[To be done]
Rewrite the records below, changing every "fingernail" to "toenail" and leaving everything else as it is. Omit the pictures from your output.

[Rows]
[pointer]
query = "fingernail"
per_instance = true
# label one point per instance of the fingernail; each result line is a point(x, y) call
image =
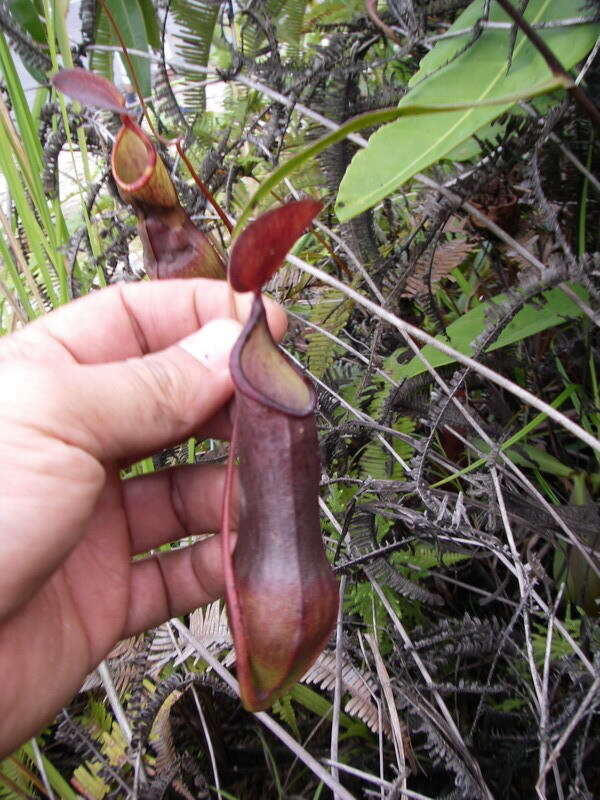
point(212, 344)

[Response below]
[pointer]
query = "toenail"
per_instance = true
# label one point per instance of the toenail; each result line is a point(x, y) call
image =
point(212, 344)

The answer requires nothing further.